Find every line in the records that contains the string "blue", and copy each of those lines in full. Match case exactly.

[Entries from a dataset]
———

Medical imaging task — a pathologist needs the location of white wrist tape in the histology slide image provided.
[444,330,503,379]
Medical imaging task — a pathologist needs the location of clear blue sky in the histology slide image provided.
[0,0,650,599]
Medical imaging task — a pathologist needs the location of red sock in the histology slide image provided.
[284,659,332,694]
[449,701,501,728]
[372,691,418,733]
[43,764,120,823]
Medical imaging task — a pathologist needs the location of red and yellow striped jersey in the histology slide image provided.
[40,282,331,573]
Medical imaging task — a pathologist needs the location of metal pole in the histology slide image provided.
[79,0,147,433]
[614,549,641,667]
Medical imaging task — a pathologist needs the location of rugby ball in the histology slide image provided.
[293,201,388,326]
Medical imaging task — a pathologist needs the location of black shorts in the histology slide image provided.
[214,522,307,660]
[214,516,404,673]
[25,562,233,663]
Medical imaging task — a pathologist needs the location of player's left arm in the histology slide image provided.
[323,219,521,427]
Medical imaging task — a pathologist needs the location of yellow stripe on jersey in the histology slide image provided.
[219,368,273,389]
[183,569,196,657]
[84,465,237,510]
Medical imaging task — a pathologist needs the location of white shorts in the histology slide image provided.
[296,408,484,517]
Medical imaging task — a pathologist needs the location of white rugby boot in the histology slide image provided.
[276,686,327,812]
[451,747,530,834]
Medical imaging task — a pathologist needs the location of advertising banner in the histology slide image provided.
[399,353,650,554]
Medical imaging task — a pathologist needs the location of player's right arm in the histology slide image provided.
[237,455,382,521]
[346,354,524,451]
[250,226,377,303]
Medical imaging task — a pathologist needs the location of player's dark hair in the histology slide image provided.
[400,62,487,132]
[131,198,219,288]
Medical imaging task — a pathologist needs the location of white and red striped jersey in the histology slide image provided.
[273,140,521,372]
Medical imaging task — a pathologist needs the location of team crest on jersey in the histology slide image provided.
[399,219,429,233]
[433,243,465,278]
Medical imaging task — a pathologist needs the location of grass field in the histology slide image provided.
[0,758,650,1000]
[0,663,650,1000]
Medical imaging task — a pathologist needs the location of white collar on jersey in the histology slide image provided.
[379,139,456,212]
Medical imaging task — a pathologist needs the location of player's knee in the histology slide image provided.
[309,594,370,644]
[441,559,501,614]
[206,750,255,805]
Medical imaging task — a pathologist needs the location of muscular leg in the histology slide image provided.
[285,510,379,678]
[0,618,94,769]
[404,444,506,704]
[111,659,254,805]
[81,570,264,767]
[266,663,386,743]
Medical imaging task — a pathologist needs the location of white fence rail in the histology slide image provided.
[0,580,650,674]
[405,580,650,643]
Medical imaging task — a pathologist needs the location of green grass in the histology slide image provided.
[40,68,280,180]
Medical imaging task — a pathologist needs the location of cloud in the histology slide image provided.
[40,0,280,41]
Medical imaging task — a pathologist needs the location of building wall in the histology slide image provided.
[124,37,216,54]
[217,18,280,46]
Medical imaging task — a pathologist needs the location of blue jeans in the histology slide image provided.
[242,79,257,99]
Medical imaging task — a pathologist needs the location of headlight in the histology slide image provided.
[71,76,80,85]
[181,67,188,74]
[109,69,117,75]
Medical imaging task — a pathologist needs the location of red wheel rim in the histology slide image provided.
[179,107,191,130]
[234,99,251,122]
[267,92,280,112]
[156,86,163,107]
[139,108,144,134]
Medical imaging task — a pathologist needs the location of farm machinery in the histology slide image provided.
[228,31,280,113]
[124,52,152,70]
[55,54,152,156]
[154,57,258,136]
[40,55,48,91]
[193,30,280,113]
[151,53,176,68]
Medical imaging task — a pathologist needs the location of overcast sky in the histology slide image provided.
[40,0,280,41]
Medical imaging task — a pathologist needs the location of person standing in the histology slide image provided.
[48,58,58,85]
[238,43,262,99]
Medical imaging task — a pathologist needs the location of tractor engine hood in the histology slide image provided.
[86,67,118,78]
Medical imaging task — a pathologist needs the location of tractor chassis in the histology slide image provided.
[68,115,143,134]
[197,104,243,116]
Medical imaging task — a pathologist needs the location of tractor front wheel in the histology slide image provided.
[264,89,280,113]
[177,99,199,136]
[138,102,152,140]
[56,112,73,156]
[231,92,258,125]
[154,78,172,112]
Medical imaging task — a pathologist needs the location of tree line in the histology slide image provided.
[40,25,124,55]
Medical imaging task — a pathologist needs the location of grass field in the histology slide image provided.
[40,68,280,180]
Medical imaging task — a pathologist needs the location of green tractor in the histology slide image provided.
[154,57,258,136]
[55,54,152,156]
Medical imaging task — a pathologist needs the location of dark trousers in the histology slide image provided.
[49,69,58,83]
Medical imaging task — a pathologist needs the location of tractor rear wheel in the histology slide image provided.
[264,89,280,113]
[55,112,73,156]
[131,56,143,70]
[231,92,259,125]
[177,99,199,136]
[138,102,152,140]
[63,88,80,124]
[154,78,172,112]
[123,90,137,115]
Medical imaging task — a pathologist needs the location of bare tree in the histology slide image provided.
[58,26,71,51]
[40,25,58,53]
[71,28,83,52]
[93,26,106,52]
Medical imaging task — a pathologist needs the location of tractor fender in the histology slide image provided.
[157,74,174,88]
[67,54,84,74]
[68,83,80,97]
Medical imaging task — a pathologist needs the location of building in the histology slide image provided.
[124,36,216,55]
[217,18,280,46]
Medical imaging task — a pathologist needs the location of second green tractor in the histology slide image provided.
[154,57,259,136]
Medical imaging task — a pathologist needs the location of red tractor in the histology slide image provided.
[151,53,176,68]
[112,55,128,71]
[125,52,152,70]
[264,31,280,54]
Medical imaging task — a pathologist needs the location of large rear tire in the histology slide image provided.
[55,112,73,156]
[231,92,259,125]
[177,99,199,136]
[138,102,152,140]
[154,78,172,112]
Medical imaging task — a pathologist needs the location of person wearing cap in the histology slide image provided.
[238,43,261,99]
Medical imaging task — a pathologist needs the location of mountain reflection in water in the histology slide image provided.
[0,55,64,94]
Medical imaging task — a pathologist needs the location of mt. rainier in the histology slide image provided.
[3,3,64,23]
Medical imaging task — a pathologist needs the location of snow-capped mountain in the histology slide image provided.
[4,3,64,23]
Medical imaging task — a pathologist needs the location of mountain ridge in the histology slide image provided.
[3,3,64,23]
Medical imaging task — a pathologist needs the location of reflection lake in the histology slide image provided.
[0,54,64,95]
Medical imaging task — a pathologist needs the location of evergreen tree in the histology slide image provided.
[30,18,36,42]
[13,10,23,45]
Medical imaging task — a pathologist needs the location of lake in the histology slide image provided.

———

Answer to the problem:
Medical imaging task — a pathologist needs the location of clear blue sky in the histology slide image provided.
Medical imaging task — a pathologist needs the location of blue jeans in the histology slide image provided.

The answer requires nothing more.